■ **THE TASK**
Set down all of the records word for word.

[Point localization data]
____
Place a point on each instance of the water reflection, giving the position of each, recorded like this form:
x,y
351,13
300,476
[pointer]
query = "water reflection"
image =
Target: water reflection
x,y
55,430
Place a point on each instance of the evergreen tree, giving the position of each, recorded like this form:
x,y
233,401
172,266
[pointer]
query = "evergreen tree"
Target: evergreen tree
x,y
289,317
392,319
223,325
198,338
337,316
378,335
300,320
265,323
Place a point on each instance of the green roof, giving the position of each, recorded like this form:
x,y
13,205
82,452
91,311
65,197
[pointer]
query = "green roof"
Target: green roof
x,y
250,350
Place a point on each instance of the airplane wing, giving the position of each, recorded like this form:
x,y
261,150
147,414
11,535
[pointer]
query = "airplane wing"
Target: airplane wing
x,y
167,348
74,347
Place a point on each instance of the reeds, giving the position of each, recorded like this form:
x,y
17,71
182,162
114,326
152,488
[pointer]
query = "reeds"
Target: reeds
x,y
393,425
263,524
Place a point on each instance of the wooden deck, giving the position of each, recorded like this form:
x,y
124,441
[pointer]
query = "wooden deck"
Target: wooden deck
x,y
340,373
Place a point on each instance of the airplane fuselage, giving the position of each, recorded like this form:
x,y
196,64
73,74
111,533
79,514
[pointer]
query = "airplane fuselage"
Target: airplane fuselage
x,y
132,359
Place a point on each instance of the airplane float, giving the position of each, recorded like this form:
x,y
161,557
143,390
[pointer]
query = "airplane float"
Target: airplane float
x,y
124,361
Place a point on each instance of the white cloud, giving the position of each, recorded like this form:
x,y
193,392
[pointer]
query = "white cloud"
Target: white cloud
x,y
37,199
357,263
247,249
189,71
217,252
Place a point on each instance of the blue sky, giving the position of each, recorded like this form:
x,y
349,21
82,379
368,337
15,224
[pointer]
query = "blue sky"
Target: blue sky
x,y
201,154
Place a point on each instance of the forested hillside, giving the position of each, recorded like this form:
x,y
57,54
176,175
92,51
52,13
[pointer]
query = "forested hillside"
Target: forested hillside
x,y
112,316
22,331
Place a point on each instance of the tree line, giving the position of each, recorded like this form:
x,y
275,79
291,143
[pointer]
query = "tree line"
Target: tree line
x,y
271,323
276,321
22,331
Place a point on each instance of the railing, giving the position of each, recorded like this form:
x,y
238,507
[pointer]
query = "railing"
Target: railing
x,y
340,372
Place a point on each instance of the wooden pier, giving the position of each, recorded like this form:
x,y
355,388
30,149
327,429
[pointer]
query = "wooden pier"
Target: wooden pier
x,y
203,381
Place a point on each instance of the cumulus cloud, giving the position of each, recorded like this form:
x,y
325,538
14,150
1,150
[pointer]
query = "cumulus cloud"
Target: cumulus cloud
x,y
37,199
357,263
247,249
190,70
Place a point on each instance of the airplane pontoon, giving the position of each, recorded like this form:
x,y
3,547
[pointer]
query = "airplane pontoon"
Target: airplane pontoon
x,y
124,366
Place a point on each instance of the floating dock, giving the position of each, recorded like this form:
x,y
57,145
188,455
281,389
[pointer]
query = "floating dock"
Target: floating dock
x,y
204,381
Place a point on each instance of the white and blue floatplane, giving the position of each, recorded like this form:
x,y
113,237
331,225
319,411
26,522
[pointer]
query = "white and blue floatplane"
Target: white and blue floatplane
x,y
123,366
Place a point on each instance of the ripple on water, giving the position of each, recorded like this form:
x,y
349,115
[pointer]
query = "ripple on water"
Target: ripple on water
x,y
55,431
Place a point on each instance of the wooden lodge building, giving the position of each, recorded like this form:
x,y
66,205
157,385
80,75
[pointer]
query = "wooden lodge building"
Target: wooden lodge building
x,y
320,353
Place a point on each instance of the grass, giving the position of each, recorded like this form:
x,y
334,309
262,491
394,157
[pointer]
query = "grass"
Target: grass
____
■ **EXERCISE RESULT**
Place a point on each instance of the water reflection, giving the position of each, recorded like this form:
x,y
351,13
300,476
[pointer]
query = "water reflection"
image =
Target: water reflection
x,y
55,430
Place a point on each instance of the evergreen tree, giving the position of each, recorded like this form:
x,y
233,401
172,266
[pointer]
query = "evergreen tree"
Target: evergreen tree
x,y
289,317
392,319
223,325
198,338
337,316
378,335
300,320
265,323
Place a point on each instance of the green roof, giving the position of each, recorded like this form:
x,y
13,205
82,452
91,311
65,197
[pointer]
query = "green roof"
Target: green roof
x,y
250,350
Place a point on each instance of the airplane wing, giving the position of each, recorded like this form:
x,y
261,150
147,414
11,535
[pointer]
query = "airplane wing"
Target: airplane wing
x,y
167,348
74,347
Place a point on each instance of the reeds, giving the position of each, recorded like this form:
x,y
17,71
182,162
114,326
152,488
[pointer]
query = "reeds"
Target: reeds
x,y
393,425
263,524
Place a point on each instance of the wooden deck, giving the position of each, recorded like this form:
x,y
124,441
[pointer]
query = "wooden deck"
Target: wooden deck
x,y
340,373
Place a point on each instance of the airplane fuselage, giving the position of each, recorded like this form:
x,y
196,64
73,74
111,533
79,514
[pointer]
query = "airplane fuselage"
Target: airplane fuselage
x,y
132,359
Place a point on each instance of the airplane float, giving the position of each, recorded like this form:
x,y
161,557
143,390
[pointer]
query = "airplane float"
Target: airplane float
x,y
124,361
Place a point on each instance of the white cloud, giving the position of each, recorded like this form:
x,y
193,392
[pointer]
query = "white cloud"
Target: white cloud
x,y
37,199
357,263
247,249
189,71
217,252
Place a point on each instance of the blue sky, giving the position of each, recorded like this form:
x,y
349,21
82,379
368,337
15,224
[pointer]
query = "blue sky"
Target: blue sky
x,y
201,154
Place a point on each instance of the forested hillside, giving the position of each, recorded like this form:
x,y
57,54
176,175
92,51
52,13
[pointer]
query = "forested hillside"
Target: forested hillside
x,y
112,316
22,331
Place a point on each instance of the tree line, giving the position of each, recorded like this form:
x,y
275,79
291,143
[pointer]
query = "tree line"
Target: tree line
x,y
271,323
276,321
22,331
Place a point on each instance of the railing, giving the position of each, recorded like this form:
x,y
238,507
[pointer]
query = "railing"
Target: railing
x,y
340,372
Place a point on each instance of the wooden pier, giving the position of each, recorded like this form:
x,y
355,388
30,149
327,429
[pointer]
query = "wooden pier"
Target: wooden pier
x,y
203,381
Place a point on each instance of the cumulus cloud, giving the position of each, recorded like this form:
x,y
325,538
14,150
1,150
[pointer]
query = "cumulus cloud"
Target: cumulus cloud
x,y
37,199
357,263
247,249
190,70
Place a point on each instance of the airplane pontoon, giving the position of each, recorded like this form:
x,y
3,547
[pointer]
query = "airplane pontoon"
Target: airplane pontoon
x,y
124,366
Place a point on each instance of the floating dock, giving the position of each, recorded like this form:
x,y
57,145
188,455
281,389
[pointer]
query = "floating dock"
Target: floating dock
x,y
204,381
Place a point on each instance of the white and blue floatplane, giving the position of each, recorded like this form:
x,y
113,237
331,225
319,411
26,522
[pointer]
query = "white and blue floatplane"
Target: white and blue floatplane
x,y
123,366
Place a point on each instance of the ripple on water, giving the position of each, recorded like this form:
x,y
349,115
[pointer]
query = "ripple on water"
Target: ripple on water
x,y
55,431
Place a point on each instance of the wooden lodge building, giving the position of each, recorded like this form:
x,y
66,205
157,385
80,75
[pointer]
query = "wooden lodge building"
Target: wooden lodge building
x,y
320,353
Place a point on each instance of the grass, giving the position of each, recorded like this form:
x,y
334,309
262,491
394,157
[pointer]
query = "grass"
Target: grass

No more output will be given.